**Problem description**
Pick the lines holding the string "cluster" out of the records and copy them.

[Saved entries]
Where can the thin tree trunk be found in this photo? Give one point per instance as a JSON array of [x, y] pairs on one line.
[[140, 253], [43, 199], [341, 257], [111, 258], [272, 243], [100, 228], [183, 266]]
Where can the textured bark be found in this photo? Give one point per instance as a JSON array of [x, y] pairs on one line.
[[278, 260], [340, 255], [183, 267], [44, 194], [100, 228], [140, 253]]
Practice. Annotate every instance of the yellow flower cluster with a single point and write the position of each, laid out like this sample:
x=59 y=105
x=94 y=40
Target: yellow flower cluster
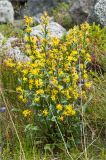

**Response**
Practice. Annotate every instance of the yellow flower cluster with a single point and write the position of each, laid out like this sample:
Target: yellow flower cluster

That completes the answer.